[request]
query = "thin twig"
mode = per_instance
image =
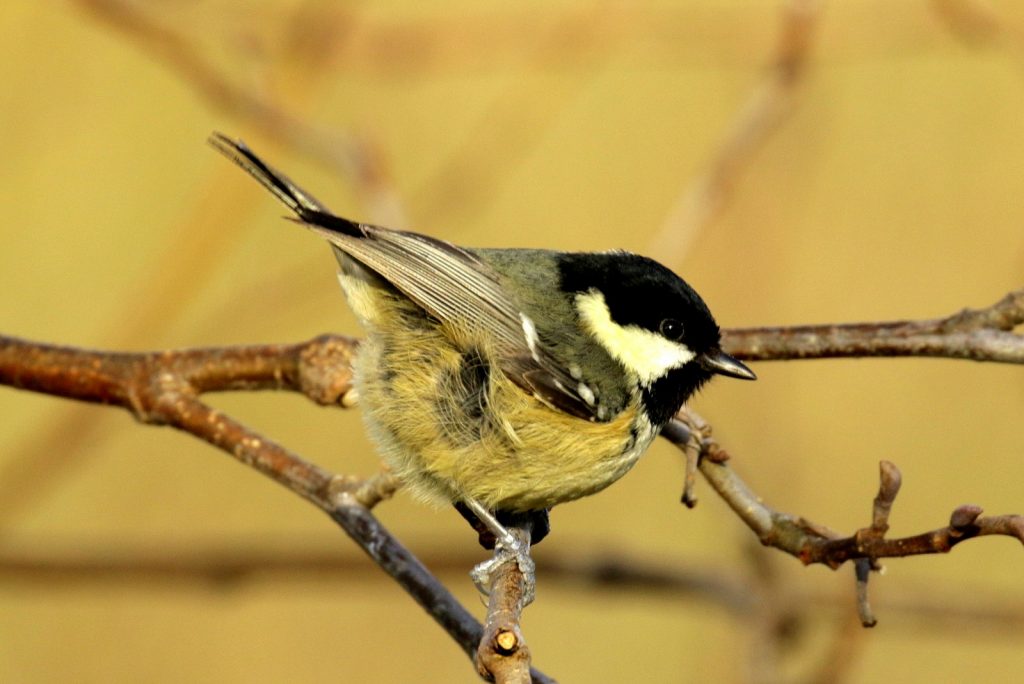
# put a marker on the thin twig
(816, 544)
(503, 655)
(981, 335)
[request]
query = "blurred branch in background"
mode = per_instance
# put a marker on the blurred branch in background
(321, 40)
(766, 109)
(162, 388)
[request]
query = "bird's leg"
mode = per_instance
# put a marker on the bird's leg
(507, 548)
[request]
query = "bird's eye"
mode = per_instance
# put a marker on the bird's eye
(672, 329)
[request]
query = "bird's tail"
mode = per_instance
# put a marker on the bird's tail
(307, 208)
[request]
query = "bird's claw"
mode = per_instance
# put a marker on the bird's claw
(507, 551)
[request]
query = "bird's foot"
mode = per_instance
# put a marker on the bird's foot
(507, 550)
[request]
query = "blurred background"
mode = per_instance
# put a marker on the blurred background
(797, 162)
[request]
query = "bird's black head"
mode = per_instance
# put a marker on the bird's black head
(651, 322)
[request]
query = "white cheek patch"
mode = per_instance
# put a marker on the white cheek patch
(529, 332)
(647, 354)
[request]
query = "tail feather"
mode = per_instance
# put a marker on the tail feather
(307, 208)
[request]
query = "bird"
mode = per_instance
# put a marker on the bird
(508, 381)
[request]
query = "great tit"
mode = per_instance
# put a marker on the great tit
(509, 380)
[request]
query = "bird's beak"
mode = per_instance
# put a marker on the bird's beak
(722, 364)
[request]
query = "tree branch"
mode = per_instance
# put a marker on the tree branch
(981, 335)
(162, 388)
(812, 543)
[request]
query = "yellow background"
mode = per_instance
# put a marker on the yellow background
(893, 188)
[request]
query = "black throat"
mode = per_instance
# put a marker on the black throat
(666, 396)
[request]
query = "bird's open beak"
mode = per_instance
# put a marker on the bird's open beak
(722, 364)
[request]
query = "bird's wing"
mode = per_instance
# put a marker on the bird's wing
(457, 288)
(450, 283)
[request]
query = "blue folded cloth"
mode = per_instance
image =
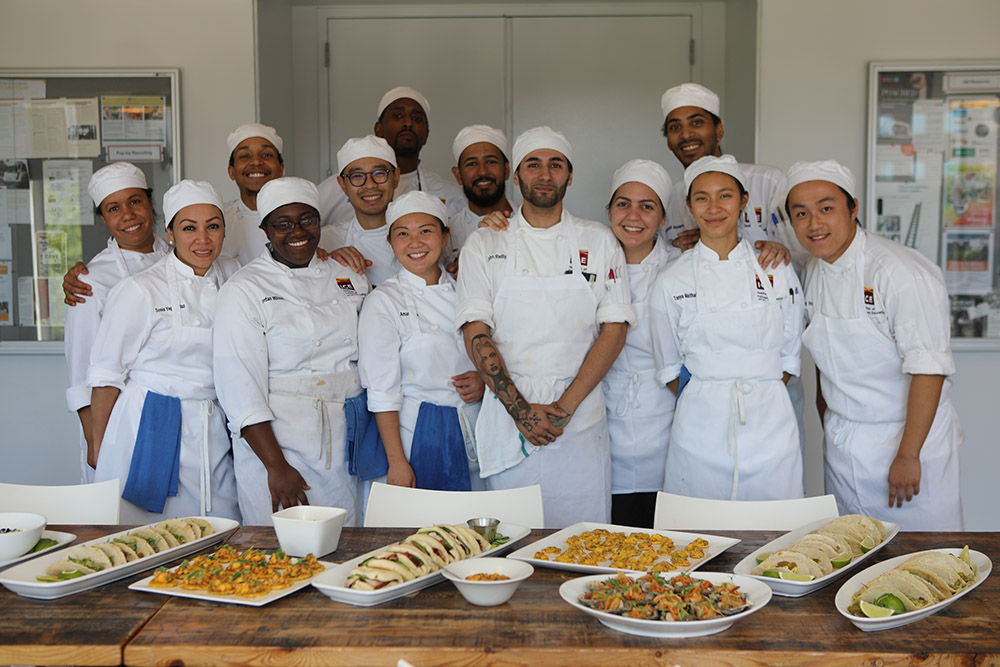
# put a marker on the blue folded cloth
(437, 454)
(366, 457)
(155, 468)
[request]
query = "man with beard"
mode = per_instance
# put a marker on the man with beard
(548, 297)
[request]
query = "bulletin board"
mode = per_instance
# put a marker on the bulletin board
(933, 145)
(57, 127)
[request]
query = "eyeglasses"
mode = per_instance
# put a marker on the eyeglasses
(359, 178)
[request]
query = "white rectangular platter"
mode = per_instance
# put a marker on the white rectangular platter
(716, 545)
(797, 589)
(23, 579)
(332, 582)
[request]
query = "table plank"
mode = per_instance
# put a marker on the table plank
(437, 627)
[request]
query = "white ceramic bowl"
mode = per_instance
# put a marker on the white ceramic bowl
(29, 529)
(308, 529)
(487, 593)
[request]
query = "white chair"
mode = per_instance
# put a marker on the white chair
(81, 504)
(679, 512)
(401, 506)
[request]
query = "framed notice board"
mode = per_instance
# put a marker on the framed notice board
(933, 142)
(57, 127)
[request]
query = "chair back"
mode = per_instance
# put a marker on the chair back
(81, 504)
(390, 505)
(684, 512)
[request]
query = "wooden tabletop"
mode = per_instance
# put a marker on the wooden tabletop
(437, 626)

■ GIVEN INSTRUCTION ■
Print out the lines exactly, skipping any picture.

■ COMPLETED EXERCISE ■
[request]
query = "thin twig"
mode = per_instance
image =
# put a marker on the thin twig
(816, 544)
(503, 655)
(981, 335)
[request]
query = "blurred branch in background"
mode = per_instance
# put a marker on the blurred branch in background
(321, 40)
(766, 109)
(162, 388)
[request]
query = "bird's leg"
mode = per_instance
# put a marker on the bird's leg
(507, 548)
[request]
query = "bird's eye"
mode = per_instance
# put a marker on the bird's eye
(672, 329)
[request]
query = "bird's tail"
mode = per_instance
# put a marker on the bird's tail
(307, 208)
[request]
query = "bird's claw"
mode = per_instance
# put a marker on the bird's claw
(507, 551)
[request]
query = "bird's foot"
mode = per_instance
# put a marker on the bird's foot
(507, 550)
[request]
query = "blurred background"
mode = per_instance
# put a marker on the blurred background
(797, 162)
[request]
query = "bird's black head"
mode = per_instance
# put a marker on the bird's black head
(651, 322)
[request]
query = "white cheek patch"
mode = per_instance
# put a marker on the white cheek patch
(529, 332)
(647, 354)
[request]
query = "tail feather"
mode = per_instance
# put a marker on the tail feather
(307, 208)
[request]
query = "bird"
mode = per_instance
# put a marker on the bird
(508, 381)
[request]
query = "great tit"
mode = per_instance
# put a marker on the great tit
(509, 380)
[request]
query = "bird's beak"
mode = per_instance
# put a marker on the bird's beak
(722, 364)
[request]
query = "tree branch"
mode = per_instance
# put a marker on the tree branch
(981, 335)
(162, 388)
(812, 543)
[request]
query = "yellow background"
mode = per_instance
# put a marker on the yellow background
(893, 188)
[request]
query = "black throat"
mode = per_instance
# put a marker on the black throat
(666, 396)
[request]
query = "bird's open beak"
mode = per_instance
# put a marker on the bird's open beak
(722, 364)
[request]
query = "bird's wing"
mode = per_instance
# put a marker on the bird's wing
(457, 288)
(450, 283)
[request]
query = "blue folded cloth"
mode = per_instance
image =
# put a marker on the blue folded cloth
(437, 454)
(366, 457)
(155, 468)
[request]
query = "man with beard"
mode = per_instance
# put a marker on the man with beard
(548, 297)
[request]
query = "bulletin board"
mode = per_instance
# put a marker on the bulletin board
(933, 145)
(57, 127)
[request]
query = "eyeglasses"
mode = per_instance
# put a marker on the eyeglasses
(359, 178)
[request]
query = "white rectangular platter"
mode = per_instance
# put a marker on the white rectangular platter
(716, 545)
(797, 589)
(23, 579)
(332, 582)
[request]
query = "table plank"
mode = per_instance
# put a marker on the table plank
(437, 627)
[request]
query = "white ceramic bowl"
mode = per_instance
# put a marker on the white ceramic bowl
(29, 529)
(308, 529)
(487, 593)
[request]
query = "white chair"
mode = per_instance
# put a marker on the white chair
(81, 504)
(679, 512)
(401, 506)
[request]
query = "framed notice board"
mode = per_instance
# put a marker on the framed notice board
(933, 142)
(57, 127)
[request]
query = "chair back"
mode = per_instance
# put a marker on the chair back
(81, 504)
(390, 505)
(684, 512)
[request]
query = "wooden tabletop"
mode = per_instance
# put a marker on the wooden tabletop
(437, 626)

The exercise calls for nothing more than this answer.